### AIM
Reproduce all the material exactly, minus any pictures it holds.

### EXERCISE MATERIAL
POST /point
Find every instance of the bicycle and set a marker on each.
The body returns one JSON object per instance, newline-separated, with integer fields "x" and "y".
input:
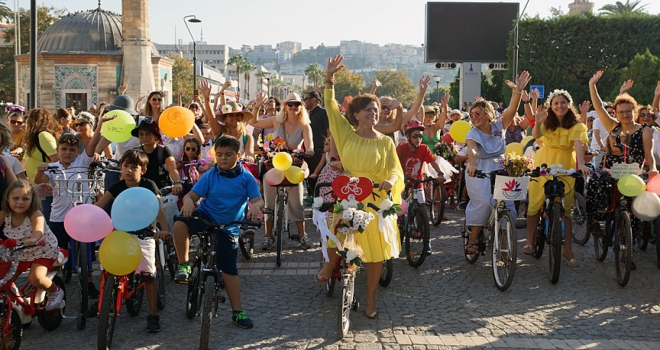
{"x": 126, "y": 289}
{"x": 205, "y": 280}
{"x": 81, "y": 191}
{"x": 19, "y": 307}
{"x": 618, "y": 233}
{"x": 414, "y": 226}
{"x": 498, "y": 236}
{"x": 551, "y": 225}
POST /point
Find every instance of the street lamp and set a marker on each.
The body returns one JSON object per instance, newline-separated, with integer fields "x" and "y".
{"x": 193, "y": 19}
{"x": 437, "y": 79}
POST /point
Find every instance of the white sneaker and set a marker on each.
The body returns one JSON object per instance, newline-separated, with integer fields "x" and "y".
{"x": 55, "y": 300}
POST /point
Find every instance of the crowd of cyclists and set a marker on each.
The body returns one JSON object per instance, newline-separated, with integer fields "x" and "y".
{"x": 217, "y": 168}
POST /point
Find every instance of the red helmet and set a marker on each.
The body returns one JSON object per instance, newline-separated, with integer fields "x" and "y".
{"x": 414, "y": 125}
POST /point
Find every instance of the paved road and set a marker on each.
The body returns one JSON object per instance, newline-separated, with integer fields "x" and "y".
{"x": 445, "y": 304}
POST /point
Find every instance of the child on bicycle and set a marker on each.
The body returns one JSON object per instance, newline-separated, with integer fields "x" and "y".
{"x": 226, "y": 190}
{"x": 23, "y": 221}
{"x": 134, "y": 164}
{"x": 73, "y": 165}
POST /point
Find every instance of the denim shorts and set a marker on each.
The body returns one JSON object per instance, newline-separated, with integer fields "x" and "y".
{"x": 226, "y": 246}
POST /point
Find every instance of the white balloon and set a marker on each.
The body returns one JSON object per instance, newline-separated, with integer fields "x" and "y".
{"x": 646, "y": 206}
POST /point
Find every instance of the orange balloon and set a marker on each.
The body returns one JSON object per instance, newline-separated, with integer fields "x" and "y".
{"x": 176, "y": 121}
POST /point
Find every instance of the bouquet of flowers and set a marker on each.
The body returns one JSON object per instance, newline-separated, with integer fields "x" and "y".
{"x": 516, "y": 165}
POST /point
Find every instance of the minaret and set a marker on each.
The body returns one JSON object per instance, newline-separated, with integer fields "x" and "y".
{"x": 137, "y": 71}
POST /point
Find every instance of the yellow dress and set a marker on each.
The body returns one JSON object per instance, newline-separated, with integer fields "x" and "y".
{"x": 375, "y": 159}
{"x": 557, "y": 149}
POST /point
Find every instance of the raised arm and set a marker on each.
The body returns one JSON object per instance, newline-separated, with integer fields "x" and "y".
{"x": 608, "y": 122}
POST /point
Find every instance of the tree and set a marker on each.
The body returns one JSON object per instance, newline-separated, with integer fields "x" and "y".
{"x": 181, "y": 73}
{"x": 315, "y": 72}
{"x": 620, "y": 8}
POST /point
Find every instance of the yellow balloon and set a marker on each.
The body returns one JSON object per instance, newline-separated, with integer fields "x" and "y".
{"x": 458, "y": 130}
{"x": 176, "y": 121}
{"x": 120, "y": 253}
{"x": 294, "y": 174}
{"x": 514, "y": 147}
{"x": 282, "y": 161}
{"x": 631, "y": 185}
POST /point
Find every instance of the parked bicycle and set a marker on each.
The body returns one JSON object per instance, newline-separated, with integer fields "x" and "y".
{"x": 205, "y": 280}
{"x": 498, "y": 236}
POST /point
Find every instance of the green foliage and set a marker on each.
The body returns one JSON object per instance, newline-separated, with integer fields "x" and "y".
{"x": 564, "y": 52}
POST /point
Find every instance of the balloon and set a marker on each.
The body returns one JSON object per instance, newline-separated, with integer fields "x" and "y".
{"x": 118, "y": 129}
{"x": 654, "y": 185}
{"x": 274, "y": 177}
{"x": 514, "y": 147}
{"x": 631, "y": 185}
{"x": 458, "y": 130}
{"x": 120, "y": 253}
{"x": 646, "y": 206}
{"x": 404, "y": 208}
{"x": 294, "y": 174}
{"x": 87, "y": 223}
{"x": 176, "y": 121}
{"x": 282, "y": 161}
{"x": 134, "y": 209}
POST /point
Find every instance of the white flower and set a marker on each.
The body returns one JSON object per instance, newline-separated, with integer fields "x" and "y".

### RESPONSE TO THE TASK
POST /point
Find every instance of the bicycle and set a marker on each.
The body returns one JSON object per instance, newline-separated, with integer fields "x" and "y".
input:
{"x": 126, "y": 289}
{"x": 205, "y": 280}
{"x": 81, "y": 191}
{"x": 19, "y": 307}
{"x": 618, "y": 233}
{"x": 414, "y": 226}
{"x": 498, "y": 236}
{"x": 551, "y": 225}
POST /point
Find every instance of the street lamp and set a marker on each.
The body returns one JSON object per instance, newline-separated, with integer fields "x" and "y".
{"x": 193, "y": 19}
{"x": 437, "y": 79}
POST /point
Find every instance of the white sneaker and set a marker on each.
The body returns one JSON object per instance, newline-separated, with integer fields "x" and "y".
{"x": 55, "y": 300}
POST /point
Find every instance of the crowd of cyclists and set a marker on each.
The body returns one JSON object per instance, newline-separated, with integer fields "x" and "y".
{"x": 217, "y": 168}
POST /point
Find every instance of the red helmet and set a marker on each.
The body returns one JSON object per instance, newline-separated, with integer fields "x" and "y".
{"x": 414, "y": 125}
POST /point
Find every instance of the paved road and set a marker on each.
The body returns one JSON object per instance, newline-separated, with integer fields "x" and "y".
{"x": 445, "y": 304}
POST /point
Find every instance of the child on bicycle and set a marker on each.
The body returns one JSON object per instance, newline-separated, with integer fields "x" and "y".
{"x": 226, "y": 190}
{"x": 23, "y": 221}
{"x": 134, "y": 164}
{"x": 73, "y": 165}
POST /point
Find every instance of the denim shorts and set a marker on each.
The body returns one JSON object per instance, newline-separated, with integer fields "x" and "y".
{"x": 226, "y": 246}
POST /point
Find every instance of the white balloon and set a marker on each.
The body returns one JSON object per instance, newline-separated, with integer fields "x" and "y".
{"x": 646, "y": 206}
POST /point
Find every instance of the orange balloon and set a marker on each.
The body returns one JSON object per instance, newline-separated, with integer fields "x" and "y".
{"x": 176, "y": 121}
POST /point
Find every instance of the bouquet of flowers and set a marker on each.
The body returns one JSON object per instance, newline-separated, with integer fields "x" and "y".
{"x": 516, "y": 165}
POST /point
Find every instance of the minaret and set a marker on each.
The body returns one JSON object per instance, newline-separated, with integer fields "x" and "y".
{"x": 137, "y": 71}
POST /point
Find every instance of the yellow dress and set a marker on each.
The body returns one JSON object per instance, newline-separated, with integer fields "x" and "y".
{"x": 375, "y": 159}
{"x": 557, "y": 149}
POST /point
Find every instance of the raised arm and set a marker on each.
The body returns one JSON object per instance, newline-separated, with integer fields "x" and "y".
{"x": 608, "y": 122}
POST /point
Find every instance of the tree and set a marker on each.
The body returns one JSON object per instance, newline-separated, with integer fields "x" and "y".
{"x": 181, "y": 73}
{"x": 315, "y": 72}
{"x": 620, "y": 8}
POST /point
Find every instance of the yellow balloon and set a marker on each.
The body returns one JSON object per instance, newline-separated, with integer fields "x" and "y".
{"x": 458, "y": 130}
{"x": 176, "y": 121}
{"x": 120, "y": 253}
{"x": 294, "y": 174}
{"x": 514, "y": 147}
{"x": 282, "y": 161}
{"x": 631, "y": 185}
POST /point
Find every instance of the parked bicycle and set a marker on each.
The body returns one JSON object per instance, newline-separated, with integer fields "x" and "y".
{"x": 205, "y": 280}
{"x": 498, "y": 236}
POST /point
Find every instance of the green foliage and set a marker on each.
The body returns one JSON object per instance, newline-separated, with integer fields "x" and "y".
{"x": 564, "y": 52}
POST /point
Find every instance of the balloon and set a marker on each.
The body returns one JSON object per instance, newline-separated, with integer fields "x" and "y".
{"x": 118, "y": 129}
{"x": 654, "y": 185}
{"x": 274, "y": 177}
{"x": 514, "y": 147}
{"x": 631, "y": 185}
{"x": 458, "y": 130}
{"x": 120, "y": 253}
{"x": 646, "y": 206}
{"x": 404, "y": 208}
{"x": 294, "y": 174}
{"x": 87, "y": 223}
{"x": 176, "y": 121}
{"x": 282, "y": 161}
{"x": 134, "y": 209}
POST /point
Find every instance of the white flower and set a marker on each.
The body returns one JSON object per instance, newline-separated, with integer fields "x" and "y".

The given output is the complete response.